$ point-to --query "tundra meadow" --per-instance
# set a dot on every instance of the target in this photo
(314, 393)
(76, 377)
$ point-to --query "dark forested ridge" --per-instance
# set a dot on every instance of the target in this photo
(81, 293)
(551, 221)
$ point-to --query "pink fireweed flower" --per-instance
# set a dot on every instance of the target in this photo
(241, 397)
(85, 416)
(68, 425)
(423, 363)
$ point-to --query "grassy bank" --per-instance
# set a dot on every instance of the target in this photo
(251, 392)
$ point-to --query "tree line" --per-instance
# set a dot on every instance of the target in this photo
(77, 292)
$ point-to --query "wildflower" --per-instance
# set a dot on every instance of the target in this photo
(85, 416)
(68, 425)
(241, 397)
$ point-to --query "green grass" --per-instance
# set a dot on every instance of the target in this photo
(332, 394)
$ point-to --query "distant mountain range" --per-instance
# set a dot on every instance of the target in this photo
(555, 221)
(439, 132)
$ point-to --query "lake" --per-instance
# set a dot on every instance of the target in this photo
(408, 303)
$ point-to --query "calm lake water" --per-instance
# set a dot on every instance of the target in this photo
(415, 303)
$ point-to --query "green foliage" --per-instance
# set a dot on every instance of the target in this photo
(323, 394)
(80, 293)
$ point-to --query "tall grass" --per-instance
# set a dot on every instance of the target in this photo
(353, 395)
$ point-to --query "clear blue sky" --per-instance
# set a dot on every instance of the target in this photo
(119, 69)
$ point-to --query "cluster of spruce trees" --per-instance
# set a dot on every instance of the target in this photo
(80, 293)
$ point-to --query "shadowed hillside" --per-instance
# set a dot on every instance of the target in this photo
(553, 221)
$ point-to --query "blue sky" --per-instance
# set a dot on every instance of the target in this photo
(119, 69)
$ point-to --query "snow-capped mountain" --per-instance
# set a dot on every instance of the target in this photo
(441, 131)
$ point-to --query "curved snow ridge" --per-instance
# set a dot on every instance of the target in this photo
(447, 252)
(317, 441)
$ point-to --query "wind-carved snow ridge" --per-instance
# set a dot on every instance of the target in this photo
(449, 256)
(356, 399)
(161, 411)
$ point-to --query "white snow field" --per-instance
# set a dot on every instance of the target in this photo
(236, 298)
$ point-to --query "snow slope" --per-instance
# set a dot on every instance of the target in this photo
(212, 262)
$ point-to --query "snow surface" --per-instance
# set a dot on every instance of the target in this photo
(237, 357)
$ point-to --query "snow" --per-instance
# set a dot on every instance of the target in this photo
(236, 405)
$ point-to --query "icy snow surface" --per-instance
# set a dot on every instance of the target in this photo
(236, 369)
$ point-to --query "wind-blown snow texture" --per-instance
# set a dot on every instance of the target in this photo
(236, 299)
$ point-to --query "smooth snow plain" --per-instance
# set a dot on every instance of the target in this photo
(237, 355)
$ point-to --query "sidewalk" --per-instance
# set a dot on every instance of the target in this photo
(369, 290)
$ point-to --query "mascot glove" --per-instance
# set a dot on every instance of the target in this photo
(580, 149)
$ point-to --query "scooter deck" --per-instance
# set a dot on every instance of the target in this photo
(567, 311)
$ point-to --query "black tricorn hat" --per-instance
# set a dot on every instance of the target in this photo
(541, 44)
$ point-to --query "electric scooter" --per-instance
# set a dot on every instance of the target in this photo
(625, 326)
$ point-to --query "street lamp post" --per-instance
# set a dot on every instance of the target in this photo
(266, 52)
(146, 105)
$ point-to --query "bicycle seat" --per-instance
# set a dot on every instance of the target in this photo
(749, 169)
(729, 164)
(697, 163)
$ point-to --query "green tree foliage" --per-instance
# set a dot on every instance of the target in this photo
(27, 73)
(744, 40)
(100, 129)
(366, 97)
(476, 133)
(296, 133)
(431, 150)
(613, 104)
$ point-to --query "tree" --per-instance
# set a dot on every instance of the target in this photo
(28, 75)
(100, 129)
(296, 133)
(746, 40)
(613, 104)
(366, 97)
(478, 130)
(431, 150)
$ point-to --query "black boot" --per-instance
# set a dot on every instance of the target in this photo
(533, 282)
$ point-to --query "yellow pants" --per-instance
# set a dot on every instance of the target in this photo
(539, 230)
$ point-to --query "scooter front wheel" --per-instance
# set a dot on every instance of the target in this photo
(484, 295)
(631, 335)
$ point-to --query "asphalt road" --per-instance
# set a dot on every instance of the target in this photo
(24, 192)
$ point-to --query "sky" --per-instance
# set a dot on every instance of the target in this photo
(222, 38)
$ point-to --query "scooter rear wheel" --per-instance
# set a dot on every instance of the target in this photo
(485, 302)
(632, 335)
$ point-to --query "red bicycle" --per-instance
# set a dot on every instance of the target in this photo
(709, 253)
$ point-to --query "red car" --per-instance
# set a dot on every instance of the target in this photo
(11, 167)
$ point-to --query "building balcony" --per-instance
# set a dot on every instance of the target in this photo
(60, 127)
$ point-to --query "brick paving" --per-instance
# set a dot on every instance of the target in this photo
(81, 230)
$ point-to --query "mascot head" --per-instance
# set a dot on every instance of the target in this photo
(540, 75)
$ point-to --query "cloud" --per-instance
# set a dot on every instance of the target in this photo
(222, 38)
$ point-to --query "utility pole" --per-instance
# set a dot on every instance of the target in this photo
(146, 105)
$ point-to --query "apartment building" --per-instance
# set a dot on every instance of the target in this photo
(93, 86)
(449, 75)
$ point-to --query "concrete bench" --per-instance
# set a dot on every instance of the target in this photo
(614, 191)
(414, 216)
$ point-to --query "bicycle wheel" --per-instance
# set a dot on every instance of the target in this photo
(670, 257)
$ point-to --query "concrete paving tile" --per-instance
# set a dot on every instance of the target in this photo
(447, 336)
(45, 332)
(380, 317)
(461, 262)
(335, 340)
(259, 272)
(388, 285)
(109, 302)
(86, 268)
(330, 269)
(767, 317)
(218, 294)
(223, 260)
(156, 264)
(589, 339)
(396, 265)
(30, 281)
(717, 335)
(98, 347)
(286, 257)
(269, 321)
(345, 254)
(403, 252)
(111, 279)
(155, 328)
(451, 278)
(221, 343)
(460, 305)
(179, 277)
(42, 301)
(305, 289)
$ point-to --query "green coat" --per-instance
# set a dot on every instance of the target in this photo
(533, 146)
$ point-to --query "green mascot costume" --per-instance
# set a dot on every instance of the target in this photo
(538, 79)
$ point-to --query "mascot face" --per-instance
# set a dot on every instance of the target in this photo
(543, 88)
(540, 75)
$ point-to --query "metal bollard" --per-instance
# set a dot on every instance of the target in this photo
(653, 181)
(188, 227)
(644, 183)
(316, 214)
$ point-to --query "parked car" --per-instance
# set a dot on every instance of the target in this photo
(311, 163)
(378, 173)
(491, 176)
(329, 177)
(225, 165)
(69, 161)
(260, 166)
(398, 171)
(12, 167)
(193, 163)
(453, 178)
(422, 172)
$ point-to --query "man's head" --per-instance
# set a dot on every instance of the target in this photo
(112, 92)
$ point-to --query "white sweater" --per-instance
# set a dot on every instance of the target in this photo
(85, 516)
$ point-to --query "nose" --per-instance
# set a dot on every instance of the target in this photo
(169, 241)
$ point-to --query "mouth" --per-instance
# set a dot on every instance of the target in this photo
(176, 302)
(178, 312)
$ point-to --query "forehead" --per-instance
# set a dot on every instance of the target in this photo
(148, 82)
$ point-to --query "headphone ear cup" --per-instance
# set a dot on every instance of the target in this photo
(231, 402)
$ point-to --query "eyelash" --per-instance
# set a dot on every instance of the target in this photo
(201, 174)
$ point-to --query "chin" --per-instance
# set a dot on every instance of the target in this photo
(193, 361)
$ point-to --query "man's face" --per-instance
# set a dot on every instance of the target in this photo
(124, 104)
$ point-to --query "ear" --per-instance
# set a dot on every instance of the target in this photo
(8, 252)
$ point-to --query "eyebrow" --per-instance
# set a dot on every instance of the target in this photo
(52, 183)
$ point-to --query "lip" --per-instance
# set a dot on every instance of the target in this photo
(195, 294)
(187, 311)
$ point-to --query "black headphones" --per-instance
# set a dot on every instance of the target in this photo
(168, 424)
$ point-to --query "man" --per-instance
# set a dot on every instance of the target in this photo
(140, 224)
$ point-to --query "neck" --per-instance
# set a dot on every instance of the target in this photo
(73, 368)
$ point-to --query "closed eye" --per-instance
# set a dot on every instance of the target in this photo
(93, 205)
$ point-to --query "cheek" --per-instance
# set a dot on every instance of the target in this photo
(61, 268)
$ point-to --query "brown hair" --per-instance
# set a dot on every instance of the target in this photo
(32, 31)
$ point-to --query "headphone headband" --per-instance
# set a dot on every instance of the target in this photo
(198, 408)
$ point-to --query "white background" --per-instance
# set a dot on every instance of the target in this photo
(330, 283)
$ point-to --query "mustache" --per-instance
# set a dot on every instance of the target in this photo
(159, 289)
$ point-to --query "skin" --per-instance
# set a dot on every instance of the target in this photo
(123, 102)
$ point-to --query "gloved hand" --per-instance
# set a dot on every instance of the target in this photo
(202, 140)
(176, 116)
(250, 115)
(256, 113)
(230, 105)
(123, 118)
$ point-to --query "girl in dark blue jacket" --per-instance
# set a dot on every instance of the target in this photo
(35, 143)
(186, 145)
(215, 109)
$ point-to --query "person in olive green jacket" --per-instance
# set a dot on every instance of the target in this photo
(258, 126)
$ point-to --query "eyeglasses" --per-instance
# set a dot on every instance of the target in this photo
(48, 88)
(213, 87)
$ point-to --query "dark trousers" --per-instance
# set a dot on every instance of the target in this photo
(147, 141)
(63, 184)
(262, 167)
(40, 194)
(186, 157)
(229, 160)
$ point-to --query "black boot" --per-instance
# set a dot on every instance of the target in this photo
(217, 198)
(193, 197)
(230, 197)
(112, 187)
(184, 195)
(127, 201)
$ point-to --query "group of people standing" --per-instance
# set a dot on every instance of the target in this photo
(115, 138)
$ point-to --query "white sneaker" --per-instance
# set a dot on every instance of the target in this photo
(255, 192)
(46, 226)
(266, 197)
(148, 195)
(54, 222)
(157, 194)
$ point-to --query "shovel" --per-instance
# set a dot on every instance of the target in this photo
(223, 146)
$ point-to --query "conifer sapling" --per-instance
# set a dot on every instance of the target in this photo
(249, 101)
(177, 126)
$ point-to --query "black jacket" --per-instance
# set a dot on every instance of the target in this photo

++++++++++

### INSTRUCTIONS FOR THE TASK
Report, copied in full, every line of the material above that contains the word "concrete". Case counts.

### ANSWER TO THE PROBLEM
$ point-to --query "concrete bench" --per-instance
$ point-to --query "concrete paving tile" --per-instance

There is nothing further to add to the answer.